▸ **Given entries**:
────────────────────────────────────────
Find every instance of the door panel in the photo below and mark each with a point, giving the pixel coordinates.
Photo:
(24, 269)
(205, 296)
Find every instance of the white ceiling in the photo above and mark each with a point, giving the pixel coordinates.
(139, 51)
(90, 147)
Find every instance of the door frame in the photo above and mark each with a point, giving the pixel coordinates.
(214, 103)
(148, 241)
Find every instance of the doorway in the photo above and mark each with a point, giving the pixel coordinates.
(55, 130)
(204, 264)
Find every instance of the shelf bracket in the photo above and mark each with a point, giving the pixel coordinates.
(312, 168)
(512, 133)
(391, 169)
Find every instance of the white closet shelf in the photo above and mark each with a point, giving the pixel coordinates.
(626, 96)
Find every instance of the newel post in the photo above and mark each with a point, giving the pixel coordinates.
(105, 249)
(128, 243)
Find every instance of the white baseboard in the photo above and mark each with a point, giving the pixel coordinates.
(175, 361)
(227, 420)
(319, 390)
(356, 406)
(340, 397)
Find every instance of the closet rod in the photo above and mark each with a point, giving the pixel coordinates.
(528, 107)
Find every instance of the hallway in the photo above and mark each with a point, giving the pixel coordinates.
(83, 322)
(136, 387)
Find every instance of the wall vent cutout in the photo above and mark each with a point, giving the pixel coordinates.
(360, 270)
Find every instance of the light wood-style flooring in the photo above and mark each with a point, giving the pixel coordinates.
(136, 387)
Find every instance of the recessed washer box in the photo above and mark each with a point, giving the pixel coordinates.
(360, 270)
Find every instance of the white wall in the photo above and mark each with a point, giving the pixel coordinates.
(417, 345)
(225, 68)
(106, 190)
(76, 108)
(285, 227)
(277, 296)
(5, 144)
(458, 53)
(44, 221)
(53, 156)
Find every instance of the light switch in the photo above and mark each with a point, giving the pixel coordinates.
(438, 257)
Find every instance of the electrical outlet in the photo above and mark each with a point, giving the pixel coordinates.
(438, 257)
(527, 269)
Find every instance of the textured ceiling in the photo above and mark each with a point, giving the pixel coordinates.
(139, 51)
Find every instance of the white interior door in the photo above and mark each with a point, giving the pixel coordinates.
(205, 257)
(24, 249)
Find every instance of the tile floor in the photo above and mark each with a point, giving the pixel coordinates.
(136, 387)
────────────────────────────────────────
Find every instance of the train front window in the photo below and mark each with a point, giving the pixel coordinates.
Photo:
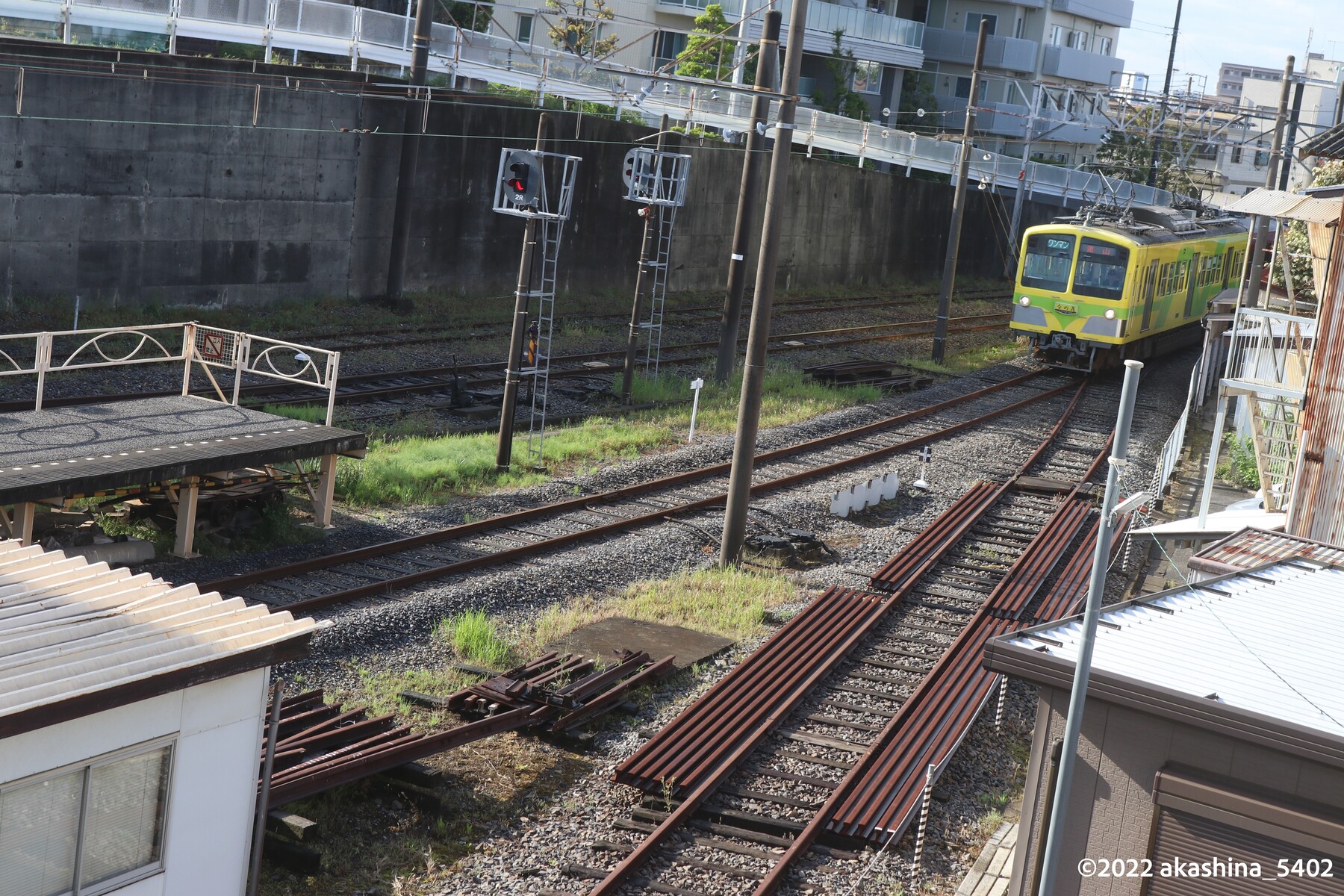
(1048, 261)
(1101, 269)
────────────────────────────────────────
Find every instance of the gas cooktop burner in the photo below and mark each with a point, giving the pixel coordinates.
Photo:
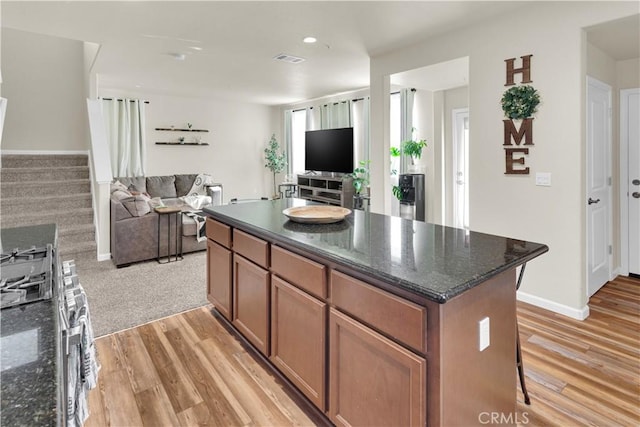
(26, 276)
────────────────────────────────────────
▸ **Work to do**: Count the lines in the listing above that contain the string "white", with case counting. Reply with the number only.

▸ **Worked answer**: 5